Dissertation/Thesis Abstract

Second generation Latinos and the perceived barriers to college enrollment
by Swenson, Mitchell D., Ed.D., California State University, Long Beach, 2012, 119; 3530679
Abstract (Summary)

This quantitative study examined a secondary data set from the Pew Hispanic Research Center and the Kaiser Family Foundation on Education from 2004 to find the relationship between perceived barriers and linguistic acculturation, socioeconomic status, bilingual abilities, generational status, and academic achievement for second generation Latinos compared to first and third generation Latinos. Through multinomial logistic regression analysis, results indicated that second generation Latinos, especially bilingual Latinos, perceived greater barriers to emolling in higher education and completing a college degree. Included in this study are recommendations and implications for future research.

First and second-generation participants perceived several barriers as either major or minor reasons for why Latinos do not enter college or fail to complete a degree. Participants from high socioeconomic status, who were first and second generation, and had a high academic achievement perceived the cost of tuition as a major reason why Latinos do not enter or fail to finish college. Receiving a poor high school education was a major reason for participants from high linguistic acculturation, high socioeconomic status, and who were first or second-generation. Discrimination, believing that people do not need a college degree to be successful, and staying close to family were minor reasons for Latinos to not enroll in college. Cost of tuition was a minor reason for bilingual, second generation, high academic achievement, and high socioeconomic status participants instead of not a reason at all. Most participants were likely to identify one of the barriers as either major or minor instead of not a reason at all.

——————

OBJECTIVES ▸
a. Reproduce everything in the abstract on barriers to Latino college enrollment from "Second generation Latinos and" down to "for future research.".
b. Carry on the abstract on barriers to Latino college enrollment, starting after its last sentence.

INFORMATION SHOWN ▸

——————

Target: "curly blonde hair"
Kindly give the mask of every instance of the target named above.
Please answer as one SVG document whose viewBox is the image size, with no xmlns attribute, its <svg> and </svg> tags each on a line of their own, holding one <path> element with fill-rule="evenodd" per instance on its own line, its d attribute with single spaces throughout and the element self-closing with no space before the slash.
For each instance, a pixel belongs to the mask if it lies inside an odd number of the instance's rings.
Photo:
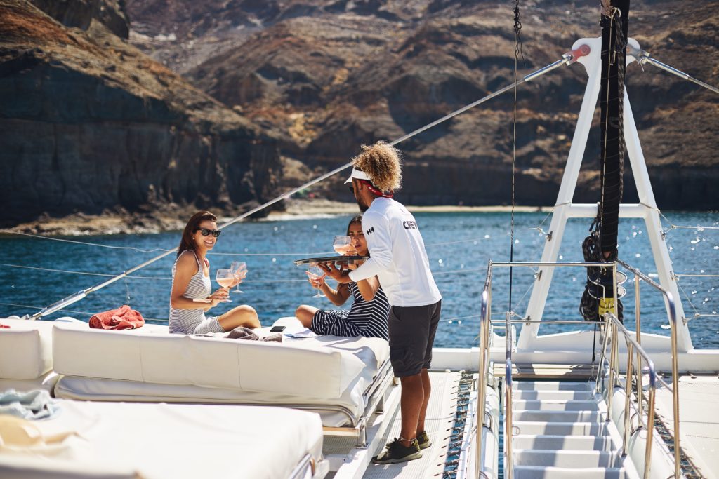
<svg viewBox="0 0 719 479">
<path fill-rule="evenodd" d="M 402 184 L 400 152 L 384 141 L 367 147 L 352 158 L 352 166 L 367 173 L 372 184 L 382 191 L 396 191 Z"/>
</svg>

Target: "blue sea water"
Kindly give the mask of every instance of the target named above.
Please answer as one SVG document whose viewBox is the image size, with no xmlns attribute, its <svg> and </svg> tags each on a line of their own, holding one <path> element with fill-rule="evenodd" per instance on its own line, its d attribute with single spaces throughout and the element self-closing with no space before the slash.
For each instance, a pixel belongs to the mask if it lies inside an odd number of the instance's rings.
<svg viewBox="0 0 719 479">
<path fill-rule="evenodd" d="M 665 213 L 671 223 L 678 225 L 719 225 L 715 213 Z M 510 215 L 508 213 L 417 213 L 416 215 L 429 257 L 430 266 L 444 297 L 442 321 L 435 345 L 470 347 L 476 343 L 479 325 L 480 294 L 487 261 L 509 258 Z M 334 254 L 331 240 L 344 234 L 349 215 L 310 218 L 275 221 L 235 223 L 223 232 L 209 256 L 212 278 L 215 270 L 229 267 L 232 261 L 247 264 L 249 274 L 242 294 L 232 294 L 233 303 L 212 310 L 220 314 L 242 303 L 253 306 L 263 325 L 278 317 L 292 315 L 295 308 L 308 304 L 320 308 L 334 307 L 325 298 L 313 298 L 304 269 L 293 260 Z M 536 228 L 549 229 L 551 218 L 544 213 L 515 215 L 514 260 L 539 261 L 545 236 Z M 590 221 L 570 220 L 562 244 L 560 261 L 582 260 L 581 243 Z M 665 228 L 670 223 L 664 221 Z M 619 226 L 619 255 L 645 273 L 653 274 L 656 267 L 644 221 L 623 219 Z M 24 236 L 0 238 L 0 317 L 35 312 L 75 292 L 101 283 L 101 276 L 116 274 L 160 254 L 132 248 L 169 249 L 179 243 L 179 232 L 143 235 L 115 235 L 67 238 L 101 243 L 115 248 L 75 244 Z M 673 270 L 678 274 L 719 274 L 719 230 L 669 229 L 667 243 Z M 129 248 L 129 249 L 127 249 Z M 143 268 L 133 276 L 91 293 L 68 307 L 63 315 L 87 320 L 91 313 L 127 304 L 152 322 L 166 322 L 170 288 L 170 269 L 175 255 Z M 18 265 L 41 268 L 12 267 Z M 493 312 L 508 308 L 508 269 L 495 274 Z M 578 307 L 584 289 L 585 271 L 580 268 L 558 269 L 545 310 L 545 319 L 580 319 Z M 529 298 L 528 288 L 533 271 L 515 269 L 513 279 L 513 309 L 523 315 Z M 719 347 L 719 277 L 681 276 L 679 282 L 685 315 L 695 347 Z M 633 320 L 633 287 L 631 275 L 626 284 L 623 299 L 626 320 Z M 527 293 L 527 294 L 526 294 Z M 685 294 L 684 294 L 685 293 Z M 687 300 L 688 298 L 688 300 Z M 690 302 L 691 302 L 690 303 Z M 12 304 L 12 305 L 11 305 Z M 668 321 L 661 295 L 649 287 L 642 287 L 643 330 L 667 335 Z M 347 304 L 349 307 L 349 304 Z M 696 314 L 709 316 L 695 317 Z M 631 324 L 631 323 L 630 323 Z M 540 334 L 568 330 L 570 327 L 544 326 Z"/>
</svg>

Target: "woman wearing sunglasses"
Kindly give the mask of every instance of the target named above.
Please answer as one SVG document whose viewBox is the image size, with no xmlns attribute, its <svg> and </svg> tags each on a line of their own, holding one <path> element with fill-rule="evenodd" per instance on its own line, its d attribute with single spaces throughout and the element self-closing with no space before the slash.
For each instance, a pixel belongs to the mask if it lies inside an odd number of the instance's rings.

——————

IN RESPONSE ▸
a.
Second generation Latinos and the perceived barriers to college enrollment
by Swenson, Mitchell D., Ed.D., California State University, Long Beach, 2012, 119; 3530679
Abstract (Summary)

This quantitative study examined a secondary data set from the Pew Hispanic Research Center and the Kaiser Family Foundation on Education from 2004 to find the relationship between perceived barriers and linguistic acculturation, socioeconomic status, bilingual abilities, generational status, and academic achievement for second generation Latinos compared to first and third generation Latinos. Through multinomial logistic regression analysis, results indicated that second generation Latinos, especially bilingual Latinos, perceived greater barriers to emolling in higher education and completing a college degree. Included in this study are recommendations and implications for future research.

b.
This study showed that understanding perceived barriers for Latinos to higher education could provide the tools needed to change the trend for Hispanics in the United States. Administrators, counselors, policy makers, educators, parents, and students, working together, could help Latinos enroll in college and complete a college degree. Perceived barriers can become a reality or a myth, depending on what we choose to do to clarify or eliminate misperceptions of Latinos concerning a college education.

Indexing (document details)
Advisor: Murray, John P.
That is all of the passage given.